** begin TEXT BLOCK **

Someday I’m going to learn to put my foot down and say ‘NO’. Yeah, right! Who am I kidding? Let’s face it, that’s never going to happen! If my husband was a jerk, then maybe. But he’s a good guy so it’s hard for me to deny him simple pleasures. And maybe ‘simple’ isn’t the right word because nothing is ever ‘simple’ in our household. Everything eventually turns out to be rather complicated somehow. When my husband purchased the kayak, I thought maybe all he’d need was a battery for the fish finder. You cannot exactly operate one without a battery. In my mind, in addition to the cost of the kayak, I figured an additional investment of $50-$100. If I was smarter, I’d learn to take whatever that initial figure was that I had in my head and multiply it by 10 or 20. Just like when he bought the special racing bicycle with the titanium frame or the Suzuki Hayabusa, the 4th fastest motorcycle ever made, there’s always ‘much more to be had’.

** end TEXT BLOCK **
** begin ITEMS **

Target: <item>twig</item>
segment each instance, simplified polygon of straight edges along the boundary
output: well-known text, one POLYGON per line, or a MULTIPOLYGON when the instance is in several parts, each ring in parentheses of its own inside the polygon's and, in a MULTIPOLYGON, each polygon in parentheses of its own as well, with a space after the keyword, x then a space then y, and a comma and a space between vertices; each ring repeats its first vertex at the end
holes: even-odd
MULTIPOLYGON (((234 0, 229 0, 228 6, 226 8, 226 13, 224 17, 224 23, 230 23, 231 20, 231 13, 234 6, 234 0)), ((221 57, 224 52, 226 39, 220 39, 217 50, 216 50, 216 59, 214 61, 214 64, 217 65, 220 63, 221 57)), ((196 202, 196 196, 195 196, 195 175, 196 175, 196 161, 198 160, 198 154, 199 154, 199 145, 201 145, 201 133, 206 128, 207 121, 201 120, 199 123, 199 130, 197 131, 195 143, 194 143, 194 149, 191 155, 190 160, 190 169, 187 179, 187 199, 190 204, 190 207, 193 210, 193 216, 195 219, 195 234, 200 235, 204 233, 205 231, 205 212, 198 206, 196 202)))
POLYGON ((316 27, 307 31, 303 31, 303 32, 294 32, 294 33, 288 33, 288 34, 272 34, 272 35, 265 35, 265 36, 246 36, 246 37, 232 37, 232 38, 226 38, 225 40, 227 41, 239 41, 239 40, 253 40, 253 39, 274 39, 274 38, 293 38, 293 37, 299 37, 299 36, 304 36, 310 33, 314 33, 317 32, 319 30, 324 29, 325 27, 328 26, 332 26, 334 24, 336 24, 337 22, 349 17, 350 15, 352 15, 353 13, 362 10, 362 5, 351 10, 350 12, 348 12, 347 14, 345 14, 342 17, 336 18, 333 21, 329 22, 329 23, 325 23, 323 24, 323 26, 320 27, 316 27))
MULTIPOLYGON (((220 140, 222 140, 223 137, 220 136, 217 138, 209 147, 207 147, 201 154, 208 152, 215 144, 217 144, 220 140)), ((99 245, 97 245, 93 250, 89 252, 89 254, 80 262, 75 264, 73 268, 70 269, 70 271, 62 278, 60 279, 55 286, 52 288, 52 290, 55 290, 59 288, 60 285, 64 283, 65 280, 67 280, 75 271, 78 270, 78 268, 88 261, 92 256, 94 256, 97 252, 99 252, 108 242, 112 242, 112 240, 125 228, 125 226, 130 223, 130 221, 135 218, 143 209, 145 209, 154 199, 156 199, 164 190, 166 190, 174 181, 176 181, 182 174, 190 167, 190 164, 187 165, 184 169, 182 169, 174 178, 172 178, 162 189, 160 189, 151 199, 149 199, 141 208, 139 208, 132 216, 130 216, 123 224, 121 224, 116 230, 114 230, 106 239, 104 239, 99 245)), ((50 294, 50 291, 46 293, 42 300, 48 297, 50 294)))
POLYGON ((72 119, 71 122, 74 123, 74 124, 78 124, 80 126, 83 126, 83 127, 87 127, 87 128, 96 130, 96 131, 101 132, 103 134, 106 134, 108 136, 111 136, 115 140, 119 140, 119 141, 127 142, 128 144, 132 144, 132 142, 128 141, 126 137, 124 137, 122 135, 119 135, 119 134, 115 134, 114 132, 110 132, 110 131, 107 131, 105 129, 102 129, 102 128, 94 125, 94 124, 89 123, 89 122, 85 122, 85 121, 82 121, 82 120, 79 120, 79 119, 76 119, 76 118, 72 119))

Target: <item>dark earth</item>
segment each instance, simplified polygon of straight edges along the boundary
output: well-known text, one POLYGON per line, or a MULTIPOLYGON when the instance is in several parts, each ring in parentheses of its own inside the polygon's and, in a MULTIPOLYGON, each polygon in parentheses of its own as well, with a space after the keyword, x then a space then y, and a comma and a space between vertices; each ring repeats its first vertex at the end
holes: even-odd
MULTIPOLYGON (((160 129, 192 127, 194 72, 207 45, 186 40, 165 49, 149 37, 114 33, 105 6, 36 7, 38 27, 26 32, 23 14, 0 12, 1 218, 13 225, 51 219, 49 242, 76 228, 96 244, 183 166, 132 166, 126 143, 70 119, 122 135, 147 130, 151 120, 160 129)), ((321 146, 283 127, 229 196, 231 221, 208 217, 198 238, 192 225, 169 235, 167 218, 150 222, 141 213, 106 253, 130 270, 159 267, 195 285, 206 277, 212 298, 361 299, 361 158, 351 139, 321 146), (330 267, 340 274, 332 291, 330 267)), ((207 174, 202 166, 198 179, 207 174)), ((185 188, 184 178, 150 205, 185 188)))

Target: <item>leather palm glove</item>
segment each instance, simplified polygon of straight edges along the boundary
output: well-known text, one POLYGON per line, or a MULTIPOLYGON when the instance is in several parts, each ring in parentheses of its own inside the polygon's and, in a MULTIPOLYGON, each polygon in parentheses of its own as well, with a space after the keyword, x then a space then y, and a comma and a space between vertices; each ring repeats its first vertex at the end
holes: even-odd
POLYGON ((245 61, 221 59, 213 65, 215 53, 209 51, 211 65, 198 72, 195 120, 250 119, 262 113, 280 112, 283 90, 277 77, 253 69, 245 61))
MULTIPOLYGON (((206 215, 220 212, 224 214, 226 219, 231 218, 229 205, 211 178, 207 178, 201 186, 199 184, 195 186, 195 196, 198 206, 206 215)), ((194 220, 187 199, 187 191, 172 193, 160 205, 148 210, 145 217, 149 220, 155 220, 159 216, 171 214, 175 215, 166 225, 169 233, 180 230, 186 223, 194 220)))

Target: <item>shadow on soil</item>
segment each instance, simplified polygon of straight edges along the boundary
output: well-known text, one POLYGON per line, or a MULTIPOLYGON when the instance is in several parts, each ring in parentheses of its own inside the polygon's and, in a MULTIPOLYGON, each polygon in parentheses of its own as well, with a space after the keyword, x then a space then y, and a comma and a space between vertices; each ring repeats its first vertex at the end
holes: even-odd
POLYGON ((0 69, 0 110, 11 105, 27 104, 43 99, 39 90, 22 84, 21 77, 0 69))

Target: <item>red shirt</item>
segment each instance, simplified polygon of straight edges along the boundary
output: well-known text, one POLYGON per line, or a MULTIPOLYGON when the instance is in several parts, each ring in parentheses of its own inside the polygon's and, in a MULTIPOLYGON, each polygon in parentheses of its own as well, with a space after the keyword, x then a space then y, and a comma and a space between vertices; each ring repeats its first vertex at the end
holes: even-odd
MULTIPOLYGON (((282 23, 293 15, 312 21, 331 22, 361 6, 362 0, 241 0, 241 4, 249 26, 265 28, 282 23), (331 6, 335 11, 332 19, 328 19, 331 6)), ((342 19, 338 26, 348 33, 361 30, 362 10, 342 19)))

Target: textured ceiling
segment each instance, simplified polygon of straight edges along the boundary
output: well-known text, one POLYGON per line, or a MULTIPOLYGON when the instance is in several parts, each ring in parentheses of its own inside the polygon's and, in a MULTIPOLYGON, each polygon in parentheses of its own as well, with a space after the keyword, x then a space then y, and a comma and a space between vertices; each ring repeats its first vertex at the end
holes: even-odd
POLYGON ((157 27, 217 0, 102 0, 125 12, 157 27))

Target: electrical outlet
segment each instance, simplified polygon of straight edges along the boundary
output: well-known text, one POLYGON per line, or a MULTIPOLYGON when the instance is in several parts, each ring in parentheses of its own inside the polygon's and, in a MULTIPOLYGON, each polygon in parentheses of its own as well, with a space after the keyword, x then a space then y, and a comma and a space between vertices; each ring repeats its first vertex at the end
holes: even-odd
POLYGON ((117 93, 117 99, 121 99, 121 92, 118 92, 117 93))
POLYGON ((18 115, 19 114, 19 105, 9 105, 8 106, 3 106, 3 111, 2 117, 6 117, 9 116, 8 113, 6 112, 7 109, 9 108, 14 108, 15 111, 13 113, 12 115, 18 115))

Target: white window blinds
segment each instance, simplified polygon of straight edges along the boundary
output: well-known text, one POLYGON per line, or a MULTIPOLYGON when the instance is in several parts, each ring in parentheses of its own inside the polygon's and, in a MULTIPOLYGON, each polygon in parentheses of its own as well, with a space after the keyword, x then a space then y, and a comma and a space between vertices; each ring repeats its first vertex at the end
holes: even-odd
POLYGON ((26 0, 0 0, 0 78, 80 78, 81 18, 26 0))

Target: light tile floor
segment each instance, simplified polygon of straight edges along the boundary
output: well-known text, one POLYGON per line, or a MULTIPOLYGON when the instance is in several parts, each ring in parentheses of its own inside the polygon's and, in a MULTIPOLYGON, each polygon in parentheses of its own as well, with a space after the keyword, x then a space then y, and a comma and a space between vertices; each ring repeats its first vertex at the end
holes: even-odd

** end ITEMS **

DIRECTIONS: Carry on the piece about the husband's kayak purchase from its final sentence, keeping the same voice.

RESPONSE BELOW:
Did you know that each purchase of the latest ‘gotta have it’ requires a new wardrobe? I didn’t either but apparently it’s ‘a thing’. When we bought the special racing bicycle, we also had to purchase a special helmet, special shoes, and special shorts with a cushion built in (to pad the rear). With the Hayabusa, we had to buy a brand-new leather jacket, a high-end helmet, and fancy riding gloves. He already had three leather jackets but he needed a different kind that included extra padding in the elbows and elsewhere. With the kayak, I guess a regular t-shirt and jeans or shorts is insufficient attire. The day after we brought it home, we spent a pretty penny on several UPF-50, long-sleeve shirts, pants that can be converted to shorts that are made from a material that dries quickly, as well as water shoes. Fortunately, we didn’t have to blow money on a hat because he already has plenty.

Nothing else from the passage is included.